Исходный текст:
____

Под русским религиозным искусством справедливо разумеют русскую иконопись и допетровскую церковную архитектуру. Но можно ли область применения этого понятия ограничивать во времени? Не равносильно ли это ограничению русской религиозности каноническими выражениями её в московском царстве, а русского искусства — теми связанными с Византией и церковью заданными формами, какие оно получило в Новгороде, Владимире и Москве? Мы знаем, однако, что христианство Сергия и Серафима не зачёркивает христианства старца Зосимы и Алёши Карамазова; более того: мы знаем, что религиозному творчеству Достоевского вообще ничего равного не может противопоставить послушествующая православию святая Русь. А ведь, творчество это — вместе с тем художественное творчество: Достоевский здесь не одинок; в русской литературе XIX века он не единственный, а только величайший из тех, кто в религиозном опыте обрёл оправдание и стержень своего искусства. Или может быть слияние это стало возможно в литературе, в музыке, а живопись, вслед за архитектурой (и скульптурой) умела только использовать русские возможности, а не воплотить в себе тот глубокий, всегда религиозный, хоть и не всегда церковный строй, что искони был свойствен русскому искусству.
Именно так может показаться на первый взгляд. Зато, чем больше всматриваемся мы в русскую живопись последнего столетия, тем становится выразительней для нас тот факт, что самое лучшее в ней, единственное даже, что имеет европейское значение, это как раз творчество двух людей, проникнутых религиозным духом: живопись Иванова и Врубеля. Надо только иметь в виду не те картины Иванова, где он религиозен, так сказать, официально, не академическое Noli me tangere, не Явление Христа Народу, над которым он так упорно трудился столько лет, а самые свободные наброски и этюды; и у Врубеля не работы Кирилловской церкви (не столь уже далекие, увы, от Васнецова), а скорее эскизы к росписи Владимирского собора и, еще больше всех росписей и эскизов к ним, вдохновенные, изнутри потусторонние рисунки последних лет.
Рисунки обоих мастеров — вообще лучшее, что они нам дали. Не в картинах на библейские темы, но в прямых иллюстрациях к библии нисходит на Иванова библейское вдохновенье; Врубель, перед тем, как сойти с ума, — отказавшись от всякой темы, не нуждается и в Писании для того, чтобы отдаться овладевшей им религиозной и формотворческой стихии. Один, погрузившись в священный текст, находит не на том пути, на каком он ее искал, возможность религиозного искусства; другой еще волшебней и уверенней ее встречает, погрузившись в самого себя.

____

Строки данных:
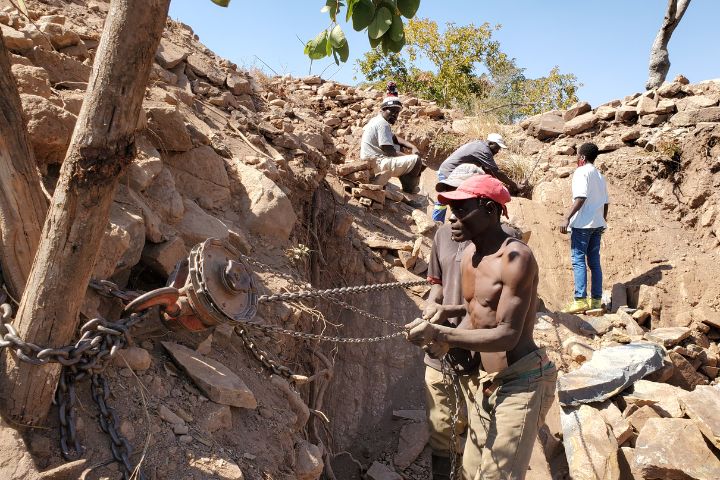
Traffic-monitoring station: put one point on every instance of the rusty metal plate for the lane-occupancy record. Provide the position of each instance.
(223, 285)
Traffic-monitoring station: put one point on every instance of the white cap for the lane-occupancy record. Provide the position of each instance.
(497, 138)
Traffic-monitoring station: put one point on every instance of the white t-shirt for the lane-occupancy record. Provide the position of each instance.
(588, 183)
(376, 133)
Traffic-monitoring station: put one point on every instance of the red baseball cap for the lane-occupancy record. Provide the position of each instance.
(479, 186)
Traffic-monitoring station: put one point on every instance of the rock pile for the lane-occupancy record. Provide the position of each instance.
(636, 400)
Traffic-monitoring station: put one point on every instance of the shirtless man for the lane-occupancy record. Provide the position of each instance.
(508, 398)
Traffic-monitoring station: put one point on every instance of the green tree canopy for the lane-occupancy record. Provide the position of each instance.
(467, 69)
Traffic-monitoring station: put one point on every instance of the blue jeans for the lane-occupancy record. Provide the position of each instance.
(585, 247)
(440, 209)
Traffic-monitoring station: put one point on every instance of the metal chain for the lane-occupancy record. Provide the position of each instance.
(363, 313)
(450, 379)
(99, 341)
(106, 288)
(262, 356)
(317, 336)
(291, 296)
(110, 423)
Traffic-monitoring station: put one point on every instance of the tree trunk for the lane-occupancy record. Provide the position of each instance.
(659, 56)
(22, 203)
(102, 146)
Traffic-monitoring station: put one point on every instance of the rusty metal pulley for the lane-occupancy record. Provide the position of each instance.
(211, 286)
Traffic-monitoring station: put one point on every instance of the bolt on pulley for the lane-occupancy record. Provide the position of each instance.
(211, 286)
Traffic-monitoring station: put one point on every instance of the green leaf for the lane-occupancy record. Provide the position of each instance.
(317, 48)
(343, 51)
(374, 42)
(390, 45)
(408, 8)
(351, 6)
(381, 23)
(363, 14)
(397, 30)
(337, 36)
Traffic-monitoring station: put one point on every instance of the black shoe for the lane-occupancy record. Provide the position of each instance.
(441, 467)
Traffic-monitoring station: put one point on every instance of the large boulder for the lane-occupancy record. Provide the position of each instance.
(61, 68)
(168, 55)
(14, 40)
(200, 174)
(32, 80)
(545, 126)
(202, 66)
(238, 84)
(59, 36)
(268, 210)
(122, 244)
(688, 118)
(164, 198)
(146, 166)
(168, 127)
(580, 123)
(575, 110)
(197, 225)
(49, 127)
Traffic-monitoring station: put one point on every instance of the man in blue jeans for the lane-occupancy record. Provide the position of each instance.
(586, 220)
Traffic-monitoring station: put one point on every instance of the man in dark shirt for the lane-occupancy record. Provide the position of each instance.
(445, 278)
(480, 153)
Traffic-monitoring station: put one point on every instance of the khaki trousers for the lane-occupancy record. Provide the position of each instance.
(439, 405)
(504, 424)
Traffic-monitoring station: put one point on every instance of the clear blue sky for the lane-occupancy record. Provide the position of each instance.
(604, 42)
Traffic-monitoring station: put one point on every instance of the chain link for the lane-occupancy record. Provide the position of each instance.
(291, 296)
(110, 423)
(106, 288)
(99, 341)
(262, 356)
(450, 378)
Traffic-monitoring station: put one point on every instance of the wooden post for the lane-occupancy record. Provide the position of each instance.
(659, 64)
(102, 146)
(22, 203)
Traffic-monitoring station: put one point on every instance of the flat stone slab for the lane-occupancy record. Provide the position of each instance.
(674, 448)
(590, 447)
(610, 371)
(217, 381)
(663, 397)
(413, 438)
(668, 336)
(701, 405)
(380, 471)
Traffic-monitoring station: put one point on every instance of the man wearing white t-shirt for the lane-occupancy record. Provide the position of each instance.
(586, 220)
(383, 148)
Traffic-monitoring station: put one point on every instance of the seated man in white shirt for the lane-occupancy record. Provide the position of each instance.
(587, 221)
(381, 146)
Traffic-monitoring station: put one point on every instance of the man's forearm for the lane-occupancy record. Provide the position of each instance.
(506, 180)
(478, 340)
(404, 143)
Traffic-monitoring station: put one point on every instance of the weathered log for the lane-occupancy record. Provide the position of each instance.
(659, 57)
(101, 148)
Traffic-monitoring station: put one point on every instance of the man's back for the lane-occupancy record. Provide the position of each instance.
(476, 152)
(589, 183)
(485, 279)
(376, 133)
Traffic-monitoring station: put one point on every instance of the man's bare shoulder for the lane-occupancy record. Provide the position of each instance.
(518, 255)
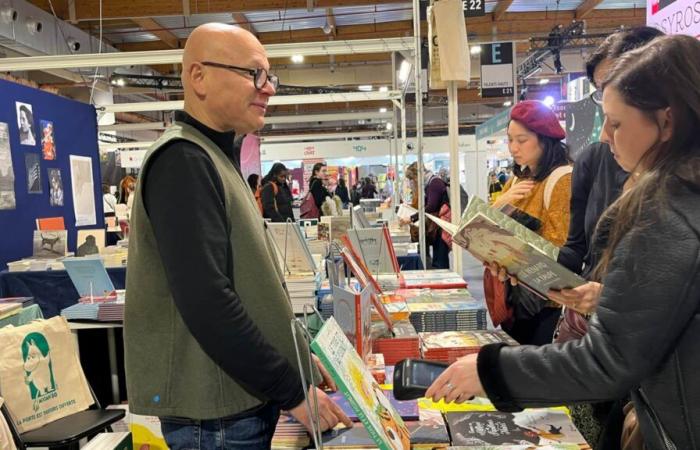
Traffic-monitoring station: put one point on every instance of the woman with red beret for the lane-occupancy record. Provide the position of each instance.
(541, 192)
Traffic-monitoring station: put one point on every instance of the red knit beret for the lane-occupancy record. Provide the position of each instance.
(538, 118)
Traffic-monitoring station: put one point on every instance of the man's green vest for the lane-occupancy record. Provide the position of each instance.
(167, 372)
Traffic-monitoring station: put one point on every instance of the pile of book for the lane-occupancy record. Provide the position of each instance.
(404, 343)
(452, 345)
(289, 434)
(302, 289)
(448, 316)
(103, 311)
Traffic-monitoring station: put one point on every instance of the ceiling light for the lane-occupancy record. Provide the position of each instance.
(404, 71)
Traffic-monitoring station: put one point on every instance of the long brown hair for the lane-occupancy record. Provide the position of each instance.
(663, 74)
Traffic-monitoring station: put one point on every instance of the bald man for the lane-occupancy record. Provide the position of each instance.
(207, 335)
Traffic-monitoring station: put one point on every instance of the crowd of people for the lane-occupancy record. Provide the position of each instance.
(625, 215)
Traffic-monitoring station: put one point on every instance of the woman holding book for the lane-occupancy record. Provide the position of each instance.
(541, 193)
(645, 336)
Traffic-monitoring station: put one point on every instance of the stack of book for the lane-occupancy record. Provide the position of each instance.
(290, 434)
(452, 345)
(405, 343)
(23, 301)
(531, 428)
(448, 316)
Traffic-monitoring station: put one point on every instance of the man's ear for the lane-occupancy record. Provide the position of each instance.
(197, 74)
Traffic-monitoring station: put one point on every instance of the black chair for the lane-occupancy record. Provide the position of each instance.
(66, 433)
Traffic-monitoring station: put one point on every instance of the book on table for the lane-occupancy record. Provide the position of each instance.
(375, 411)
(493, 237)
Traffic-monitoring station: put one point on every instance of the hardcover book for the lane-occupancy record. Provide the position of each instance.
(377, 414)
(493, 237)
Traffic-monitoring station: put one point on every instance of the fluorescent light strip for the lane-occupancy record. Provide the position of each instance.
(336, 97)
(116, 59)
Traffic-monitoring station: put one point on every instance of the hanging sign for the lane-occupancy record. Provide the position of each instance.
(497, 69)
(474, 8)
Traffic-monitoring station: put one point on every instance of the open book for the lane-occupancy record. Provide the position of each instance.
(493, 237)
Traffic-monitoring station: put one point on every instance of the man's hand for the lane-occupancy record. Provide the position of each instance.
(458, 383)
(516, 192)
(327, 379)
(330, 413)
(583, 299)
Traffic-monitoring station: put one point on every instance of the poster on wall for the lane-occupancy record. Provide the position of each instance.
(55, 187)
(31, 161)
(25, 123)
(250, 156)
(674, 16)
(48, 146)
(7, 173)
(83, 190)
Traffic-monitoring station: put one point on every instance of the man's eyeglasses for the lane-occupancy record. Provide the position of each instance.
(260, 76)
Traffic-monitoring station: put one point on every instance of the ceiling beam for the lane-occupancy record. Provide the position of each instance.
(586, 8)
(90, 9)
(157, 29)
(501, 9)
(511, 26)
(330, 20)
(242, 21)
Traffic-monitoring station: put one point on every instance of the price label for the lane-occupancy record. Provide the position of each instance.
(474, 8)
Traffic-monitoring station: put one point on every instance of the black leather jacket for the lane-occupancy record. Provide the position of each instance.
(644, 338)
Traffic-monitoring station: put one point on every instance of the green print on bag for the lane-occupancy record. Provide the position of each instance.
(38, 373)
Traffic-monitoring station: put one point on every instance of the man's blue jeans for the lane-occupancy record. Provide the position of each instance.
(251, 430)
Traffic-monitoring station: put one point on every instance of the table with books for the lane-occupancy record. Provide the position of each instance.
(52, 289)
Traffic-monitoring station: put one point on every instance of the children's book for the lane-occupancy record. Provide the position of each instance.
(375, 411)
(493, 237)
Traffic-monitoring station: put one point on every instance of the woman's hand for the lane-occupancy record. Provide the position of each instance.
(458, 383)
(516, 192)
(583, 299)
(501, 273)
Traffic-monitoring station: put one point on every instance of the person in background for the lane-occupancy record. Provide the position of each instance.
(254, 182)
(126, 188)
(369, 189)
(317, 184)
(535, 142)
(342, 192)
(207, 337)
(109, 201)
(276, 197)
(495, 187)
(645, 336)
(597, 181)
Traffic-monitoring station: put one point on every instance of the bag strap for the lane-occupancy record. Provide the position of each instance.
(552, 181)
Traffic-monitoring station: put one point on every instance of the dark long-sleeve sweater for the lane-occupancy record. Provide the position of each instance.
(193, 247)
(596, 182)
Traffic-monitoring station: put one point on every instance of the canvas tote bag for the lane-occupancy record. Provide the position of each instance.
(41, 378)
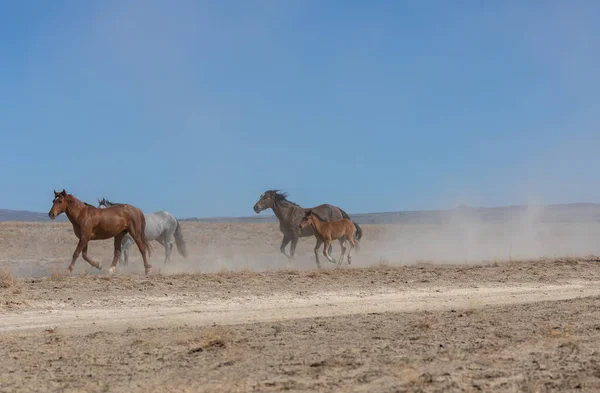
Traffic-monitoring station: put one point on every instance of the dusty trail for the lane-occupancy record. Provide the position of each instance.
(281, 307)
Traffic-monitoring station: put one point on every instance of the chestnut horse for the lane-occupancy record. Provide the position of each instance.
(92, 223)
(327, 231)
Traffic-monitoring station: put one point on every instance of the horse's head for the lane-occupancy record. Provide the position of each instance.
(59, 204)
(102, 203)
(306, 220)
(266, 201)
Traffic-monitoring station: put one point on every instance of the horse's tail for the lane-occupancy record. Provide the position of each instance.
(357, 233)
(143, 238)
(179, 241)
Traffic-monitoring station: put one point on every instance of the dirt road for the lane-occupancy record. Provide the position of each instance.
(143, 312)
(521, 326)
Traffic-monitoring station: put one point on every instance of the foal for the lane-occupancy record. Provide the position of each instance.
(327, 231)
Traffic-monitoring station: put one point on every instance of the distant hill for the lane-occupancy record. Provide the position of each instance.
(573, 212)
(24, 215)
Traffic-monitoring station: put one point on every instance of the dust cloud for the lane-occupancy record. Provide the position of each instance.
(467, 236)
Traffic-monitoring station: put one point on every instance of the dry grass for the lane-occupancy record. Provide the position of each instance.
(6, 279)
(212, 339)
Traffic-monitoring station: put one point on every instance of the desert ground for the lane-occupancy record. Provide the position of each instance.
(421, 309)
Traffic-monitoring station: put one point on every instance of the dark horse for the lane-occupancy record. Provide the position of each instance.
(91, 223)
(290, 215)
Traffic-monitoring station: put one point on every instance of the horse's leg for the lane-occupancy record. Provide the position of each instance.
(118, 245)
(82, 243)
(319, 242)
(89, 260)
(293, 247)
(352, 246)
(142, 248)
(326, 252)
(167, 245)
(342, 241)
(125, 244)
(284, 242)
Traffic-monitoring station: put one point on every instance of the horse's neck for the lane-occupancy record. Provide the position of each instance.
(286, 212)
(74, 210)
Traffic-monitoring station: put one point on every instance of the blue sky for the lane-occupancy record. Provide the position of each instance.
(198, 107)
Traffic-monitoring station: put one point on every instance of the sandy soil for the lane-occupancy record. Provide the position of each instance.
(529, 326)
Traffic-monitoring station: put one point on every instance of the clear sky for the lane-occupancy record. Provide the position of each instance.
(198, 107)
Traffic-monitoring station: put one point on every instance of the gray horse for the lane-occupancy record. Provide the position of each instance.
(290, 215)
(161, 226)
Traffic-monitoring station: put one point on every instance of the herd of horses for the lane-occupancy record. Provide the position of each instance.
(127, 225)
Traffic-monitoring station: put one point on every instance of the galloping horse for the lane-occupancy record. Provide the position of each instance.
(326, 231)
(290, 214)
(161, 226)
(91, 223)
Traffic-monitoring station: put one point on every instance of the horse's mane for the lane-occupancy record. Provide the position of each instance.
(318, 216)
(282, 197)
(109, 203)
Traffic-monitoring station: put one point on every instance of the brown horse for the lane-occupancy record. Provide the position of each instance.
(290, 214)
(91, 223)
(327, 231)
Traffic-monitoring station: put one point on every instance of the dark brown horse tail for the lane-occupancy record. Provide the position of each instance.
(358, 233)
(143, 235)
(180, 242)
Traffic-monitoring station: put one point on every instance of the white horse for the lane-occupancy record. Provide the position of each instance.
(161, 226)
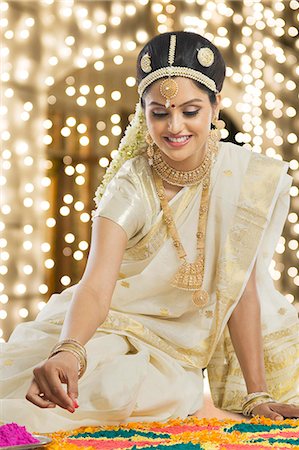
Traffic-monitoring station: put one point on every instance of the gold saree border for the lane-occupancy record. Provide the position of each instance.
(244, 237)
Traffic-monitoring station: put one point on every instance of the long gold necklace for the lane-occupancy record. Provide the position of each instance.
(178, 177)
(189, 275)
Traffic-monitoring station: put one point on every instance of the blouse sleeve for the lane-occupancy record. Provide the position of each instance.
(122, 202)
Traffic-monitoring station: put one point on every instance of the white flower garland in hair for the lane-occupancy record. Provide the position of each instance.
(132, 144)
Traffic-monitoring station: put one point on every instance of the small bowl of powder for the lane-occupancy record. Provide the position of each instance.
(16, 436)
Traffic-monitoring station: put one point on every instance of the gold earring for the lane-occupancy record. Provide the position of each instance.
(215, 133)
(150, 149)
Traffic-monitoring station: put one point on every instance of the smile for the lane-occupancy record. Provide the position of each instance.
(182, 140)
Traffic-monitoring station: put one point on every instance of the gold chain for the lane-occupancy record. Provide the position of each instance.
(190, 275)
(178, 177)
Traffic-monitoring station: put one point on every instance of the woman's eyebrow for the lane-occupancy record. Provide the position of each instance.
(183, 104)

____

Письменное задание: Продолжите, пожалуйста, текст о русском религиозном искусстве с того места, на котором он заканчивается.

Ответ к заданию:
Но если религиозное искусство — не просто искусство религиозных заданий и религиозных тем, если высшие ценности его в девятнадцатом веке вовсе не непременно сознательно-церковные, то это значит, что русские художники, нашедшие его, должны были открыть к нему тайный, подземный путь, вне связи с современностью, окружавшей их, вне признанной традиции в живописи и в церкви. Религиозного искусства, художественно-автономного и вместе с тем входящего в обиход, каждой душе заранее родного, давно уже в России не было. Примкнуть к тому, что существовало некогда, через два века после того, как оно исчезло, значило бы от творчества отказаться во имя заведомо бесплодной стилизации. Этого ни Иванов, ни Врубель не захотели. Каждый из них стремился — по крайней мере в лучшие свои дни — не столько усвоить себе какую-нибудь исторически узаконенную манеру, сколько именно спастись от всех законов, манер и даже от самой истории, очистив свое письмо от каких бы то ни было школьных приемов и строя новую форму на крайней простоте средств или на крайней их индивидуализированности.
Форму эту им построить удалось; но в той же самой личной ограниченности, из которой они исходили, из которой не могли не исходить. Они построили ее для себя, а не для русской живописи в целом; несмотря на весь свой гений, они не в силах были сделать ее стилеобразующей, всеобщей; и если они не примкнули к традиции, то и создать ее они тоже не могли. Даже и их самих между собой связывает лишь религиозный дух и преобладание чистого рисунка — черты национальные, но не преемственные. На Врубеля, кроме того, произвели известное впечатление рисунки Иванова, в нелучших своих вещах он им слегка подражает, и только. Никакого посредствующего звена между ними нет. Один недавний, но к сожалению почти уже забытый русский критик, Всеволод Дмитриев, пробовал связать их через Ге, но в этом оказался неправ, несмотря на верное в общих чертах направление своей мысли. Как раз религиозные картины Ге — совершенно нерусские картины; они нарочиты, крикливы и реалистический экспрессионизм их (да простится мне это варварское выражение) ничего не имеет общего с неизменной благостью и тишиной русского религиозного искусства. Нет, Иванов и Врубель — великие живописцы, и живописцы, проникнутые религиозным духом, но они пребывают в том же самом внепреемственном и безнародном одиночестве, на какое были обречены все русские художники нового времени до них и после них.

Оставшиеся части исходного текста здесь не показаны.